- _DOCUMENT_
######
The Ceph Squid release train remains highly active with its latest stable release at 19.2.3, and is expected to reach its end-of-life on 2026-09-19.
The Ceph Reef release train’s latest version is 18.2.8, which serves as its eighth and expected final backport release, leading up to its EOL on 2026-03-31.

Common Mistakes

Mistake	Problem	Solution
Too few PGs	Uneven data distribution, hotspots	Calculate PGs: (OSDs × 100) / replication_factor
No cluster network	Replication competes with client I/O	Separate public and cluster networks
MONs on OSD nodes	MON fails when OSD saturates CPU/RAM	Dedicated MON nodes (or on K8s control plane nodes)
No resource limits on OSDs	OSD consumes all node RAM during recovery	Set CPU/memory limits in CephCluster spec
Replication factor 2	Single failure = data at risk during rebuild	Always use replication factor 3
Not monitoring disk health	Drive fails silently, OSD goes down	smartmontools + Prometheus SMART exporter
Scrubbing during peak hours	Background scrub competes with workload I/O	Schedule scrubs for off-peak hours
Using `useAllDevices: true`	Accidentally formats OS drives as OSDs	Explicitly list devices per node

Quiz

Question 1

You have 12 NVMe drives across 3 storage nodes (4 per node). What replication factor and failure domain should you use?

Answer

Replication factor 3, failure domain host.

Each object is replicated to 3 different OSDs on 3 different hosts
If an entire host fails (all 4 OSDs), 2 copies remain on the other 2 hosts
Recovery redistributes the lost replicas using the 8 surviving OSDs
Failure domain host ensures no two replicas of the same object are on the same server

Do NOT use failure domain osd (default if not specified) — this would allow 2 replicas on the same host, meaning a host failure could lose 2 of 3 copies.

spec:
  failureDomain: host  # Not "osd"
######
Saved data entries
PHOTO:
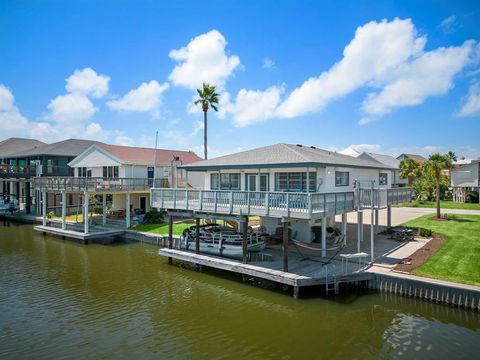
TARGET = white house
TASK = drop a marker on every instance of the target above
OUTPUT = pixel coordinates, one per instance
(292, 169)
(132, 166)
(464, 179)
(388, 161)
######
- _EXERCISE SET_
a: Answer these about the Ceph text:
(i) What is the latest stable release of the Ceph Squid release train?
(ii) What solution does the table give for the mistake "No cluster network"?
(iii) In the quiz answer, how many surviving OSDs are used to redistribute the lost replicas?
b: Could you revise all the entries, swapping "marker" for "pin" and keeping everything else the same? Leave the pictures out of your answer.
The Ceph text and the entries are unrelated material.

- _RESPONSES_
a:
(i) 19.2.3
(ii) Separate public and cluster networks
(iii) 8

b:
PHOTO:
TARGET = white house
TASK = drop a pin on every instance of the target above
OUTPUT = pixel coordinates, one per instance
(292, 169)
(132, 166)
(464, 179)
(388, 161)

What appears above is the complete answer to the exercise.